• **THE TASK**:
Show each line of the data below that contains the word "outline". Case counts.

• **INPUT RECORDS**:

________________________

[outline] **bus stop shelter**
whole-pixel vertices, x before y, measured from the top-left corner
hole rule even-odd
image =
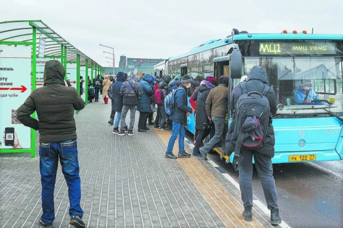
[[[60,62],[65,80],[79,95],[83,76],[82,97],[87,104],[88,76],[92,81],[95,76],[104,75],[102,67],[41,21],[0,22],[0,131],[7,142],[1,140],[0,153],[29,152],[34,157],[35,131],[18,121],[16,110],[32,91],[43,86],[44,65],[51,59]],[[35,113],[32,117],[36,118]]]

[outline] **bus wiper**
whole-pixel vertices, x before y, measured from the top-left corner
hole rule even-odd
[[[317,102],[325,102],[326,103],[328,103],[329,104],[329,106],[331,106],[333,104],[333,102],[331,102],[331,101],[329,101],[327,100],[314,100],[311,102],[311,103],[315,103]]]
[[[327,108],[325,107],[318,107],[315,108],[314,106],[312,106],[312,108],[311,109],[314,109],[314,110],[323,109],[323,110],[324,110],[326,111],[327,112],[329,113],[329,114],[330,115],[330,116],[334,116],[336,118],[337,118],[340,121],[342,121],[342,122],[343,122],[343,118],[341,118],[340,117],[337,115],[336,115],[331,111],[328,110],[327,109]]]

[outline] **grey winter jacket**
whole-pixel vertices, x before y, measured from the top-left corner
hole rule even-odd
[[[119,94],[123,96],[123,104],[135,105],[142,95],[142,88],[138,81],[137,77],[130,75],[127,81],[124,82],[120,87]]]
[[[168,76],[169,76],[169,75]],[[158,83],[158,89],[161,90],[161,99],[162,99],[162,103],[158,105],[163,105],[164,106],[164,99],[167,96],[167,90],[164,88],[167,87],[167,84],[165,81],[162,80]]]
[[[248,92],[257,91],[262,92],[264,89],[265,84],[268,83],[268,78],[267,76],[267,72],[264,68],[262,66],[256,66],[254,67],[251,70],[248,77],[247,82],[246,85]],[[239,96],[243,94],[243,91],[239,85],[237,85],[234,88],[231,93],[230,98],[230,107],[231,112],[234,113],[236,103],[237,102]],[[275,93],[272,89],[271,88],[268,92],[266,94],[265,96],[268,98],[270,104],[270,112],[271,116],[276,113],[277,111],[276,107],[276,98]],[[233,117],[234,118],[234,116]],[[233,122],[232,122],[232,123]],[[230,125],[226,138],[225,140],[226,153],[229,155],[233,151],[230,150],[234,150],[236,146],[237,139],[230,138],[229,137],[232,135],[232,131],[233,126],[232,124]],[[275,139],[274,136],[274,130],[272,124],[272,120],[270,120],[270,124],[268,126],[267,132],[267,135],[263,141],[263,149],[261,151],[258,152],[265,155],[270,157],[274,156],[274,146],[275,145]],[[229,149],[230,148],[230,149]]]
[[[151,99],[153,93],[153,90],[151,83],[152,77],[149,74],[146,73],[143,76],[139,84],[142,87],[142,95],[137,105],[137,110],[139,112],[151,112]]]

________________________

• **TASK RESPONSE**:
[outline] **bus stop shelter**
[outline] **bus wiper**
[outline] **grey winter jacket**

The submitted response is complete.